**Passage to read**
=-=-=
Monday, 18 April 2011

Queens film festival founder arrested

Queens film festival founder arrested
<B>Marie Castaldo </B>FILE PHOTO



It took a couple of years, and even dozens of cases of animal cruelty, but borough authorities finally got their girl.
   Less than two weeks after she was collared upstate for allegedly caging and neglecting nearly 50 dogs, Marie Castaldo, the founder and executive director of the Queens International Film Festival, last week was arrested on charges that she bilked vendors out of thousands of dollars worth of goods and services during the 2007 and 2008 events.
   According to court records, Castaldo, 52, of Rego Park, has been hit with 13 charges in Queens, including nine felonies: first-degree scheme to defraud, third- and fourth-degree criminal possession of stolen property and third- and fourth-degree grand larceny. She was arraigned last Tuesday and remanded to city Department of Correction custody on $15,000 bail. Castaldo remained this week in the Rose M. Singer Center on Rikers Island. Her next court date is Tuesday, Aug. 24. If convicted, she faces up to seven years in prison.
   According to the DOC, Castaldo, who is of unknown descent, is also being held on an outstanding immigration warrant.
   An exhaustive investigation was conducted by the state police and Queens District Attorney’s Office after more than a year of urging and independent research by several alleged victims, including Dan Nuxoll, program director of Brooklyn-based Rooftop Films Inc., and James Hill, a Connecticut director who worked as a freelance projectionist for the 2008 festival.
=-=-=
Labeled-object pointing entries:
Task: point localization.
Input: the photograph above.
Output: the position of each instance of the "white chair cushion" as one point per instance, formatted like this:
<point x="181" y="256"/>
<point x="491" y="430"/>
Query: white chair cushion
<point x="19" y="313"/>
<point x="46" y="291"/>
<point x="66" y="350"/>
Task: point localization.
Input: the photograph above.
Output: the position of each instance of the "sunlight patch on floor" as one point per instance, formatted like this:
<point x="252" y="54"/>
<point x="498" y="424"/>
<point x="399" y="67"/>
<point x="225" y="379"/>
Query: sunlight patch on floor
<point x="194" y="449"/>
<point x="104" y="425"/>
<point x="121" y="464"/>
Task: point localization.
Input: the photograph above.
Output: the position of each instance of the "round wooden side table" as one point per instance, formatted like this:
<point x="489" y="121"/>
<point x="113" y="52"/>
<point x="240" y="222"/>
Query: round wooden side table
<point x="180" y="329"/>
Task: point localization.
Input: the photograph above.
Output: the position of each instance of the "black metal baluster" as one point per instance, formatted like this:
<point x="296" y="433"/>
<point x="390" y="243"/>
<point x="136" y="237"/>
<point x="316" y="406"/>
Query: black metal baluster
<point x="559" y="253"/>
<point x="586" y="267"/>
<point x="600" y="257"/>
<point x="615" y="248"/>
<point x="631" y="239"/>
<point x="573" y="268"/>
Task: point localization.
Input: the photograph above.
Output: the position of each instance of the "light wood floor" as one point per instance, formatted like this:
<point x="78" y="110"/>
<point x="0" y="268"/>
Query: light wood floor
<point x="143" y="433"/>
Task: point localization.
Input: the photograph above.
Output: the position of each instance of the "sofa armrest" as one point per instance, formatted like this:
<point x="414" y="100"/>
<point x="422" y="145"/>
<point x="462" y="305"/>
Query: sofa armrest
=-=-=
**Your tasks**
[A] Translate this sentence from the article on the film festival founder's arrest into Spanish: "Castaldo remained this week in the Rose M. Singer Center on Rikers Island."
[B] Extend the article on the film festival founder's arrest, picking up after its final sentence.
The rows are separate material that has no connection to the article.

**Set of answers**
[A] Castaldo permaneció esta semana en el Centro Rose M. Singer, en la isla de Rikers.

[B]
   “I couldn’t be more happy to hear that the law has finally caught up to this diabolical degenerate,” Hill told the Chronicle Tuesday night, adding that he was especially disgusted by the animal cruelty case.
   Castaldo, who founded the festival in 2002 in Astoria and Long Island City, was supposed to pay Hill $1,250 for his services. Instead, he received one payment of $250 which Hill said Castaldo raided the ticket booth cash box to procure.
   “At the time, I was really counting on that money,” said Hill, who was putting in 16-hour days at the festival. “I told her, ‘Look, if you plan on screwing me, it will be the most expensive thousand dollars you never spent.’”
   Hill said he later received veiled threats from Castaldo’s then-husband Richard Castellano, an actor and convicted felon who appeared in the Billy Crystal and Robert DeNiro film “Analyze This.”
   “By then I was finding out more and more about her,” Hill said.
   So was Nuxoll, after Castaldo allegedly stiffed him for $2,650 from equipment used at the 2007 event. He persisted in asking to be paid by an evasive Castaldo, but said he was met with threats on more than one occassion.
   “She said if I showed up [to the 2008 festival], there would be men there that would make me regret it,” Nuxoll said. “I didn’t really understand the extent to which she was doing this thing.”
   Castaldo allegedly scammed Kerry Wallum out of more than $20,000. He secured a performance by Kris Kristofferson for a tribute to musician Levon Helm as part of the 2009 festival’s closing ceremonies. But Castaldo told Wallum she couldn’t pay him, and he was forced to cancel the act.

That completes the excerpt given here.